__Your task__: In the records that follow, show each line where the word "decorative" is present.

[Records provided]

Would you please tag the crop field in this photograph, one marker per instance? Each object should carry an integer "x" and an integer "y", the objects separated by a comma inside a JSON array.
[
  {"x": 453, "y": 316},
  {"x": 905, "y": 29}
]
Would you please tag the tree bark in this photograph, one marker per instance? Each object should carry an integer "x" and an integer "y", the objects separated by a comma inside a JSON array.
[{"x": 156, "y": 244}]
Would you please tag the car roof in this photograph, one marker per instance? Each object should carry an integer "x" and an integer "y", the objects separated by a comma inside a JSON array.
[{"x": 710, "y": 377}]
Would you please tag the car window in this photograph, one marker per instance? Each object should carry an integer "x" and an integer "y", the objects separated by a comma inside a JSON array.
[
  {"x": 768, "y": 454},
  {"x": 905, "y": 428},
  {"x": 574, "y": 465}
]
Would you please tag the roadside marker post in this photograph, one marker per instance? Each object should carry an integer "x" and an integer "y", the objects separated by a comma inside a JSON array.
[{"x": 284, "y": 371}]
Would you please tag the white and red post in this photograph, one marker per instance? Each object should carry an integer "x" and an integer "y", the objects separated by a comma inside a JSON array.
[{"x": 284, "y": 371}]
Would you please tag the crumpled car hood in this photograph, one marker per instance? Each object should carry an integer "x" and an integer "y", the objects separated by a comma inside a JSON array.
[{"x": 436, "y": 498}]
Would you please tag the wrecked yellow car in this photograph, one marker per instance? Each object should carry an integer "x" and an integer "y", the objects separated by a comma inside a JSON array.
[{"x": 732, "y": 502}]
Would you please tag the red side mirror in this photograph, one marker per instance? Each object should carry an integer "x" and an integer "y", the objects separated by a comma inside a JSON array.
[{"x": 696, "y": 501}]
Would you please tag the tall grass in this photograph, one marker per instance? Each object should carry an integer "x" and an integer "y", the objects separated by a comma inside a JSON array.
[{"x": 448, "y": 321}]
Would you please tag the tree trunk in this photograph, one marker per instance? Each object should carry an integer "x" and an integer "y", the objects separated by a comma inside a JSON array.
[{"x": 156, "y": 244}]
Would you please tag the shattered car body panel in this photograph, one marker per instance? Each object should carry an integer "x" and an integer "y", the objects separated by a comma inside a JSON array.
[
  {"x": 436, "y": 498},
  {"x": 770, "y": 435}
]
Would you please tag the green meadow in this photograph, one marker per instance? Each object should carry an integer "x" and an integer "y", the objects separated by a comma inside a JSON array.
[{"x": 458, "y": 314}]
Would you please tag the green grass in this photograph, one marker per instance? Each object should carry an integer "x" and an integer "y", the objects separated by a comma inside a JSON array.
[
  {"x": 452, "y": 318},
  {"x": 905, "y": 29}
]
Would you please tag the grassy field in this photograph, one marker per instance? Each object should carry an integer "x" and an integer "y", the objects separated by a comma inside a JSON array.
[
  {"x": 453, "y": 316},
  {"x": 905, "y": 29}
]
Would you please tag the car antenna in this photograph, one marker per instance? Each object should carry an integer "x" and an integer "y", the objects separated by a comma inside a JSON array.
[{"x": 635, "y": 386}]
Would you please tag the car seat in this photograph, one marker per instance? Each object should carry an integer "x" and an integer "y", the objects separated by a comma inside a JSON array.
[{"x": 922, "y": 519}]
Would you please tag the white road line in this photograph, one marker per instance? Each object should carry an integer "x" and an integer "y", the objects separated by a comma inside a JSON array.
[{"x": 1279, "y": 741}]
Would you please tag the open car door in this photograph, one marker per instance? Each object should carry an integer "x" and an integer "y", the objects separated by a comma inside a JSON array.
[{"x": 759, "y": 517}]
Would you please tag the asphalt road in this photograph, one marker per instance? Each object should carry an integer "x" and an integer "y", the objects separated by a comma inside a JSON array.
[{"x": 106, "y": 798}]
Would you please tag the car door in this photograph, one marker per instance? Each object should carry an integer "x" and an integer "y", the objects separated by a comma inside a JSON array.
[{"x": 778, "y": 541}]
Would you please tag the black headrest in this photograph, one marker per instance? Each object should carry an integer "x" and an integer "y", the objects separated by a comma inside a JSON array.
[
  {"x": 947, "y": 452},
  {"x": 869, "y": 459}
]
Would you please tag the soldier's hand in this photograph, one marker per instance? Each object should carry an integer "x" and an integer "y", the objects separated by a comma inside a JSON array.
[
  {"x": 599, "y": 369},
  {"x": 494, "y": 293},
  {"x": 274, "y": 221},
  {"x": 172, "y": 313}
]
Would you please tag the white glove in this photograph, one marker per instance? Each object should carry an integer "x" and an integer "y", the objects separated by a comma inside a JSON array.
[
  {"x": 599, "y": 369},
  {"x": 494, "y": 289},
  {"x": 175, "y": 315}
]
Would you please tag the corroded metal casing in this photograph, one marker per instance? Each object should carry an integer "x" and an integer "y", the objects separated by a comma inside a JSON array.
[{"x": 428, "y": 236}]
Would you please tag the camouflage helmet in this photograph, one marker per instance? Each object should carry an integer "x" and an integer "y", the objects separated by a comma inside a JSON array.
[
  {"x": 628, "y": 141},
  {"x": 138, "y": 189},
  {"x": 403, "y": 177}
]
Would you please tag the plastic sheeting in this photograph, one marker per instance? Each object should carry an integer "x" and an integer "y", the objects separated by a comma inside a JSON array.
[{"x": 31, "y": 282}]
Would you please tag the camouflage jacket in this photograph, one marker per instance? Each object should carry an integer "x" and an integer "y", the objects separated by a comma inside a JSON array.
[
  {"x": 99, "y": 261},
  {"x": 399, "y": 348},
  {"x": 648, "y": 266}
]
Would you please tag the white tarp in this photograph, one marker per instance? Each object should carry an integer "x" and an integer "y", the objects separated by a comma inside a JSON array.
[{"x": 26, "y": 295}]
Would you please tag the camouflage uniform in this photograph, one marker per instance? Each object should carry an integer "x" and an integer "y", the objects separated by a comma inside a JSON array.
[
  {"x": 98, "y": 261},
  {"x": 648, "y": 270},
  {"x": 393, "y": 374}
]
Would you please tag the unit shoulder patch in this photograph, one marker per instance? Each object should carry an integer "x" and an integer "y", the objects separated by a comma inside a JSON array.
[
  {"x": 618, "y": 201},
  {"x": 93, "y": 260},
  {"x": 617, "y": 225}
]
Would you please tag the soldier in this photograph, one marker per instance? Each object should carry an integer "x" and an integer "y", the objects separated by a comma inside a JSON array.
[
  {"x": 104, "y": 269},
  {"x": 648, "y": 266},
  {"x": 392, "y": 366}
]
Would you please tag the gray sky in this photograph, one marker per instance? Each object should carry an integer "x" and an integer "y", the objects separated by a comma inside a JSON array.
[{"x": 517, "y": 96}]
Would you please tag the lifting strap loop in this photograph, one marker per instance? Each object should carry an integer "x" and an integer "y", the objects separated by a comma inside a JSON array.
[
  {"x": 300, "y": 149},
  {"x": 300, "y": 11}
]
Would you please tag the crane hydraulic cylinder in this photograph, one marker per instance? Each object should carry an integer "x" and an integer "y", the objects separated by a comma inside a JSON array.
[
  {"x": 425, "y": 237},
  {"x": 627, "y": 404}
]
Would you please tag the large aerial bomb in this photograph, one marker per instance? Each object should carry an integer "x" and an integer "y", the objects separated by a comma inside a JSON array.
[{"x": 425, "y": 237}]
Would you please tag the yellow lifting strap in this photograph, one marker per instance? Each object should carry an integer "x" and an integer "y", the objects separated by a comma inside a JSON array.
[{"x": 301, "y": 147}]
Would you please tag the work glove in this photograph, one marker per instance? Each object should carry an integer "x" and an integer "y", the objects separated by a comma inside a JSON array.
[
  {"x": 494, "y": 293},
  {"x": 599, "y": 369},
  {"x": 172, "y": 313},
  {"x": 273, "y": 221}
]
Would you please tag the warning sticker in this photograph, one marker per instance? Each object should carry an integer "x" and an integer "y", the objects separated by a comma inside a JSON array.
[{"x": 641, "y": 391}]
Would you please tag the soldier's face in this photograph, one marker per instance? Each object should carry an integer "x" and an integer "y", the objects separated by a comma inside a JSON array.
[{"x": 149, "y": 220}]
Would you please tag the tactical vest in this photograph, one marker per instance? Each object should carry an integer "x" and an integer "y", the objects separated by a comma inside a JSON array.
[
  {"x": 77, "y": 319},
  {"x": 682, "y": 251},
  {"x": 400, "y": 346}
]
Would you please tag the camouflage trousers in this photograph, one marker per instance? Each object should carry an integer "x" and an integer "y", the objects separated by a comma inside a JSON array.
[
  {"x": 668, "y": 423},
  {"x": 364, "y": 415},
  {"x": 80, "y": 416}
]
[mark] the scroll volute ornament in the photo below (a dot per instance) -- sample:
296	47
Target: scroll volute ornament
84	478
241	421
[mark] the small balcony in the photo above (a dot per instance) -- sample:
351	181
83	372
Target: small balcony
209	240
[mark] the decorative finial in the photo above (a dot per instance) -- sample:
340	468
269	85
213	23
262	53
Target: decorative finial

[/Records provided]

__Answer for this exercise__:
[mark] the decorative finial in the photo above (a dot per instance) -- sample:
Target: decorative finial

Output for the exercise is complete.